▶ [Your tasks]
(1) Retype the part of the live caption test code that opens with the words containing "current_audio_fetcher_->MarkDone();" and closes with "something goes wrong.".
(2) Answer these questions about the live caption test code.
(a) In the EarlyStopping test, what string is passed to EmulateRecognizedSpeech the second time?
(b) In the EndOfStream test, which call emulates the end of the audio stream?
(c) According to the comment before the ServiceError test, what is shown if something goes wrong?

▶ [Text section]
┌──
IN_PROC_BROWSER_TEST_F(SystemLiveCaptionServiceTest, EarlyStopping) {
  StartLiveCaptioning();

  // Fake some speech.
  EmulateRecognizedSpeech("System audio caption");

  // Bubble UI should be active to show transcribed speech.
  auto* primary_bubble = GetCaptionBubbleController(primary_profile_);
  ASSERT_NE(nullptr, primary_bubble);

  // Emulate closing bubble UI.
  primary_bubble->CloseActiveModelForTesting();

  // Fake detection of more speech, to which the bubble should respond by
  // requesting an early stop.
  EmulateRecognizedSpeech("More system audio captions");

  // The speech recognition service should have received the early stop request.
  // The client will be deleted.
  ASSERT_FALSE(current_audio_fetcher_);
}

// Test that the UI is closed when transcription is complete.
IN_PROC_BROWSER_TEST_F(SystemLiveCaptionServiceTest, EndOfStream) {
  StartLiveCaptioning();
  ASSERT_TRUE(current_audio_fetcher_);

  // Fake some speech.
  EmulateRecognizedSpeech("System audio caption");

  // Bubble UI should be active to show transcribed speech.
  auto* primary_bubble = GetCaptionBubbleController(primary_profile_);
  ASSERT_NE(nullptr, primary_bubble);
  EXPECT_TRUE(primary_bubble->IsWidgetVisibleForTesting());

  // Emulate end of audio stream.
  current_audio_fetcher_->MarkDone();
  base::RunLoop().RunUntilIdle();

  // Bubble should not be shown since there is no more audio.
  primary_bubble = GetCaptionBubbleController(primary_profile_);
  ASSERT_NE(nullptr, primary_bubble);
  EXPECT_FALSE(primary_bubble->IsWidgetVisibleForTesting());
}

// Test that an error message is shown if something goes wrong.
IN_PROC_BROWSER_TEST_F(SystemLiveCaptionServiceTest, ServiceError) {
  StartLiveCaptioning();
  ASSERT_TRUE(current_audio_fetcher_);

  // Fake some speech.
  EmulateRecognizedSpeech("System audio caption");

  // Bubble UI should be active to show transcribed speech.
└──
▶ [Source material]
┌──
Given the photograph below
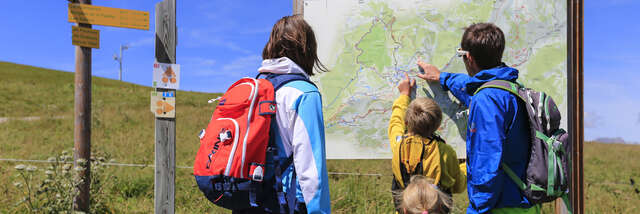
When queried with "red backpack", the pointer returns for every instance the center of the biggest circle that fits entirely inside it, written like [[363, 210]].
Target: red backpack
[[230, 165]]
└──
▶ [Answers to the tasks]
(1)
current_audio_fetcher_->MarkDone();
  base::RunLoop().RunUntilIdle();

  // Bubble should not be shown since there is no more audio.
  primary_bubble = GetCaptionBubbleController(primary_profile_);
  ASSERT_NE(nullptr, primary_bubble);
  EXPECT_FALSE(primary_bubble->IsWidgetVisibleForTesting());
}

// Test that an error message is shown if something goes wrong.

(2)
(a) "More system audio captions"
(b) current_audio_fetcher_->MarkDone();
(c) An error message.